TO DO
Reproduce every line of the data below verbatim, with no changes.

-- Begin --

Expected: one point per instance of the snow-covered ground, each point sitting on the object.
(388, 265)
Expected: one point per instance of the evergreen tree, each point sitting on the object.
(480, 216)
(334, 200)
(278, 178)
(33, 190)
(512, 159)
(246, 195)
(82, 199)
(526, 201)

-- End --

WORKED SOLUTION
Expected: one point per instance of the snow-covered ground, each point sitting on the object.
(388, 265)
Expected: one point per instance of the evergreen tree, each point sitting on the object.
(480, 216)
(334, 200)
(278, 178)
(33, 190)
(512, 159)
(246, 195)
(82, 199)
(526, 201)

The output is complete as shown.